*** Data section ***
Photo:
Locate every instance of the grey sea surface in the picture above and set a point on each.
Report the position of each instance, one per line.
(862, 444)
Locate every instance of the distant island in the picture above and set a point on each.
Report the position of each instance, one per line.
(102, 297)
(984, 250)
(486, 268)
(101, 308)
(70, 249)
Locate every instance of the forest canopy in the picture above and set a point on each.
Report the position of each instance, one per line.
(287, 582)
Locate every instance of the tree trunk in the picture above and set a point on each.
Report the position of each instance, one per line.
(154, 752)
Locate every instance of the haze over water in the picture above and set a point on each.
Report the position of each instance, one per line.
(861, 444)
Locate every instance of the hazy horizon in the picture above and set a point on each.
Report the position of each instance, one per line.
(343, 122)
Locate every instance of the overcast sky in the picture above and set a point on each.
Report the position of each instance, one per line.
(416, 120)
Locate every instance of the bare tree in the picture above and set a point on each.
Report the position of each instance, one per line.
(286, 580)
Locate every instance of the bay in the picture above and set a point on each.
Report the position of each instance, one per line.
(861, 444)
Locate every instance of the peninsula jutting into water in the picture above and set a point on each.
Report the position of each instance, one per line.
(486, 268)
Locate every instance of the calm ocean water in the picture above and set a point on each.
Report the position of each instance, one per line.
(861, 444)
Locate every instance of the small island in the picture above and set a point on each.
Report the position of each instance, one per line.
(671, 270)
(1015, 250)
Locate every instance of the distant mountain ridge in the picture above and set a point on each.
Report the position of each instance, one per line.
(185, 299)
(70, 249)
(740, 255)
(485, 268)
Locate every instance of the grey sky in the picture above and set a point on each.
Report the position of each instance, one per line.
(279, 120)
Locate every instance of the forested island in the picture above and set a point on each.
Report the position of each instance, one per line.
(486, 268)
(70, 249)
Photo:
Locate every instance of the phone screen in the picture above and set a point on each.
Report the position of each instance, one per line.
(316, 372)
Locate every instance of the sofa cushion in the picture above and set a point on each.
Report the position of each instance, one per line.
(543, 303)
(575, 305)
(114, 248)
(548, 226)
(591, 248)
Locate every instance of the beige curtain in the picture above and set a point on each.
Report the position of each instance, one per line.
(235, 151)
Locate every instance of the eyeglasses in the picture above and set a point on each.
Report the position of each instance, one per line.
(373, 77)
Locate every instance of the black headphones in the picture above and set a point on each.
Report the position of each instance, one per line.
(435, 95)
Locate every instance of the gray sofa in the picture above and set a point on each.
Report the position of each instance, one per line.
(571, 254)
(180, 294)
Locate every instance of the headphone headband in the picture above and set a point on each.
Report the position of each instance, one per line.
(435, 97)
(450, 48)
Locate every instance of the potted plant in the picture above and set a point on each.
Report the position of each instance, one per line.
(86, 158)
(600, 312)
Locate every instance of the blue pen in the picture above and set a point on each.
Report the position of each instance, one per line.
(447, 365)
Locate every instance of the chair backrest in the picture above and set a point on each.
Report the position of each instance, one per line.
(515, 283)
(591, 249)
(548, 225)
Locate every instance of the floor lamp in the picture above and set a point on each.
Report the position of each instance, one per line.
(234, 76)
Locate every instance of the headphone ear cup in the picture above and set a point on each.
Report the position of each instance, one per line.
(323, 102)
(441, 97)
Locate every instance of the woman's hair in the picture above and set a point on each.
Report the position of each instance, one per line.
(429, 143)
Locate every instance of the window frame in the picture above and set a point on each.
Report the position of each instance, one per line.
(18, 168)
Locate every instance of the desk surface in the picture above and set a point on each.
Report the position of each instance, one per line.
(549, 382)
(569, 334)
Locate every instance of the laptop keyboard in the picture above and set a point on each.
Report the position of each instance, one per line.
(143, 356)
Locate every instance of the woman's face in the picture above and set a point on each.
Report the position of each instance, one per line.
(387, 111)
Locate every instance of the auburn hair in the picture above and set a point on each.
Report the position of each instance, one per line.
*** End of Data section ***
### Task directions
Gather each line of the listing that holds the string "tree".

### Result of the exercise
Locate every instance of the tree trunk in the picture above and set a point on each.
Locate every instance of the bare tree in the picture above and set a point on each.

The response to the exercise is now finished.